— begin DATA SHOWN —
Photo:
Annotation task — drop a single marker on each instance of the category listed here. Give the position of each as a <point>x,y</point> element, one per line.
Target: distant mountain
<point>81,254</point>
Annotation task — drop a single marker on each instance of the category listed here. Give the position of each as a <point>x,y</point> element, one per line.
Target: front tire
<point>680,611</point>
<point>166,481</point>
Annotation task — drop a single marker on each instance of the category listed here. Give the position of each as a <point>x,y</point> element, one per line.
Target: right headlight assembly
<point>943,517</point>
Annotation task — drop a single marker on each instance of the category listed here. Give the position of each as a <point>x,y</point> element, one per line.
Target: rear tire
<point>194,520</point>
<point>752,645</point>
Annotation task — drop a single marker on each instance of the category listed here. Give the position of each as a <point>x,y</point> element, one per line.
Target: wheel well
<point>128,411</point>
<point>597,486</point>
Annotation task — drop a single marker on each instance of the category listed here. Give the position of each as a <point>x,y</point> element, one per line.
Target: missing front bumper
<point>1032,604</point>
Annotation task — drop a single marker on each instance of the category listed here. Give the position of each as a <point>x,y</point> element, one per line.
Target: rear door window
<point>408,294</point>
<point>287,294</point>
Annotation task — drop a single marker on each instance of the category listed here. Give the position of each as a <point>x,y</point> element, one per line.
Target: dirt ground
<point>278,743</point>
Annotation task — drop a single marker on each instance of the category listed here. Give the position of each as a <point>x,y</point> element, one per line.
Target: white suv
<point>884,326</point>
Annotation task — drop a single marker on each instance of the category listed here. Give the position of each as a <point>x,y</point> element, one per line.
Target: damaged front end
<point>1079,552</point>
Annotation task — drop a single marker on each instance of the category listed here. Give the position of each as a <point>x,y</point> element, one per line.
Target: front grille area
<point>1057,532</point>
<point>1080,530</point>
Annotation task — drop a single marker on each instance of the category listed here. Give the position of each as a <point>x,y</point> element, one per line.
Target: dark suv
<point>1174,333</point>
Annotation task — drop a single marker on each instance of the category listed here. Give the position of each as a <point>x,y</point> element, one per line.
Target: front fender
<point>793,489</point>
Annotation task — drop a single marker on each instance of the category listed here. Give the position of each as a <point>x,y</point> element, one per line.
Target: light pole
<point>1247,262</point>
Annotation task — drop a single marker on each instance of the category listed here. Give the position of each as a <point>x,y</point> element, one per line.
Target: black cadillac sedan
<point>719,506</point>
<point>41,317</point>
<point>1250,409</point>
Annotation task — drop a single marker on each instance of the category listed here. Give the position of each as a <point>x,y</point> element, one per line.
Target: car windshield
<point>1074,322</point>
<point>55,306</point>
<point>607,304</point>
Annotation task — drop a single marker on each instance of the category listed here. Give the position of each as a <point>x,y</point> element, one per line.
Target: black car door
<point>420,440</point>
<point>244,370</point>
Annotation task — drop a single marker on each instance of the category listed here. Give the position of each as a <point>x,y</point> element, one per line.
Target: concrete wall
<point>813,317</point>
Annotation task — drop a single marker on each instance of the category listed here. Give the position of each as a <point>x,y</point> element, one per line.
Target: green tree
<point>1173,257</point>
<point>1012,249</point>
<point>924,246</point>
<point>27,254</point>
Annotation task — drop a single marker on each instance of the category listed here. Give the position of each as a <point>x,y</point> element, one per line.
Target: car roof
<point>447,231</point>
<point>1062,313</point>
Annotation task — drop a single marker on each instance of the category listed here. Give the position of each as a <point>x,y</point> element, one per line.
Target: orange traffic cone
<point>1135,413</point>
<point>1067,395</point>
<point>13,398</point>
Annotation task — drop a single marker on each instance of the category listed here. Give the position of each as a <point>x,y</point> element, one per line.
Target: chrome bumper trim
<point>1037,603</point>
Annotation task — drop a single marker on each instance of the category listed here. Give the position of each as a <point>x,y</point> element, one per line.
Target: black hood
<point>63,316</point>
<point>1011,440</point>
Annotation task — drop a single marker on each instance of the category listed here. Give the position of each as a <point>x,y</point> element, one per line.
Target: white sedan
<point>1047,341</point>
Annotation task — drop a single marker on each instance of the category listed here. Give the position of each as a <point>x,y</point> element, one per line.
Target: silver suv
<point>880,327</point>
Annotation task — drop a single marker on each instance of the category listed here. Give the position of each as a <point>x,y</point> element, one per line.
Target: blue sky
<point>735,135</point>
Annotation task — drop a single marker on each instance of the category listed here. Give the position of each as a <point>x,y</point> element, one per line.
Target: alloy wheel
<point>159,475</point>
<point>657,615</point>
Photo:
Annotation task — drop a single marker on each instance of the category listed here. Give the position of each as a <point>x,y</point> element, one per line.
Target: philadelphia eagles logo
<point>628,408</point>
— end DATA SHOWN —
— begin DATA SHOWN —
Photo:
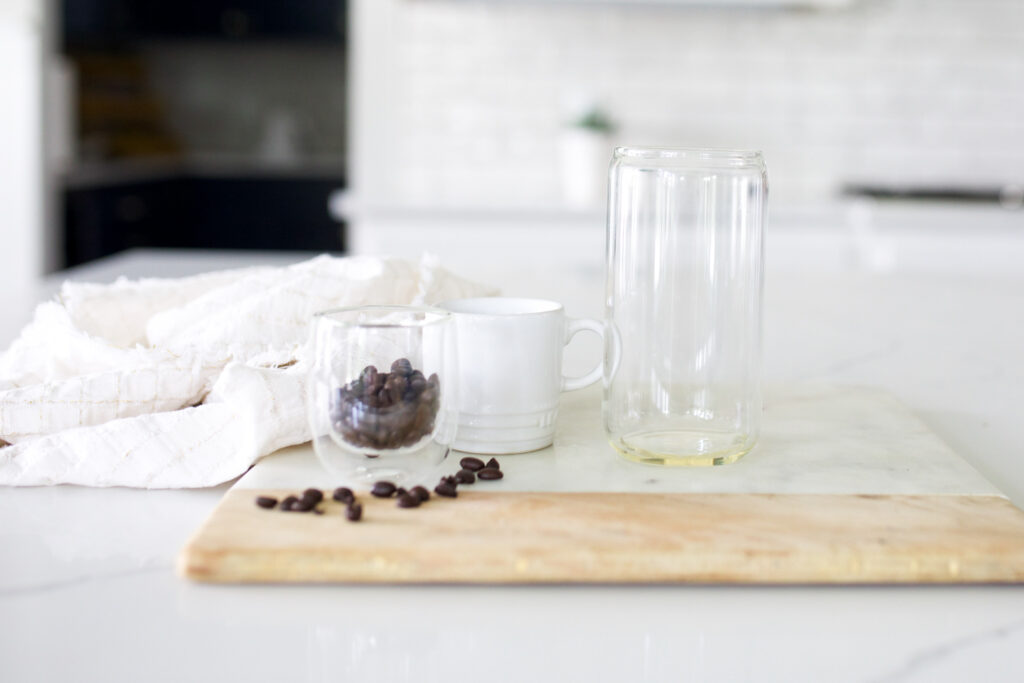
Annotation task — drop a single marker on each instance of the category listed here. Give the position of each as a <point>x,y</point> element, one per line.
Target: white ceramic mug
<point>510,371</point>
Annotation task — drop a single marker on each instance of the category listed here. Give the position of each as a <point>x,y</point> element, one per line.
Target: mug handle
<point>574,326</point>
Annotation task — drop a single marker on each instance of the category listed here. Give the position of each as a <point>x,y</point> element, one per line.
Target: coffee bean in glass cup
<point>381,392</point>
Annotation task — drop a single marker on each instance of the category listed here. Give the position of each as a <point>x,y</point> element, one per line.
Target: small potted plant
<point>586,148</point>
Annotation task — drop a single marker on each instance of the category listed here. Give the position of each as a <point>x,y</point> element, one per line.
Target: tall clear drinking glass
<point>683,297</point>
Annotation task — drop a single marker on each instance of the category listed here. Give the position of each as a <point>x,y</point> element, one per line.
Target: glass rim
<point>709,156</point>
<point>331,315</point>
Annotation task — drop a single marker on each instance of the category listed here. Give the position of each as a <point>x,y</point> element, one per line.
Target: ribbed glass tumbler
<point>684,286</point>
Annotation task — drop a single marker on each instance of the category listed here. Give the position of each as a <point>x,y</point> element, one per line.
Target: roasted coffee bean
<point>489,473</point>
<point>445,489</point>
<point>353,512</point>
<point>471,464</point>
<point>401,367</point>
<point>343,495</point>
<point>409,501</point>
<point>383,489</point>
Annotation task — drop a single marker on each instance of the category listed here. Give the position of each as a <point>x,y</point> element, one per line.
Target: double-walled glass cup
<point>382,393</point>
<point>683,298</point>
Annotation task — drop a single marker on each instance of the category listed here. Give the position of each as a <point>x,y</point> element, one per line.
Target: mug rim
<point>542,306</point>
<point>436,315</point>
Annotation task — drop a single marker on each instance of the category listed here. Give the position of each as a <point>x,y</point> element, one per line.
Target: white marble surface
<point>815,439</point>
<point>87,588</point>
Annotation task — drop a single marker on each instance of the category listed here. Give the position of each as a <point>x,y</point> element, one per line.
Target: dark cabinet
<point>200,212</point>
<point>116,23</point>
— end DATA SHOWN —
→ **TASK PROMPT**
Count how many lines of the material above contain the word "glass". Reply with that number alone.

→ **WRITTEN ANSWER**
5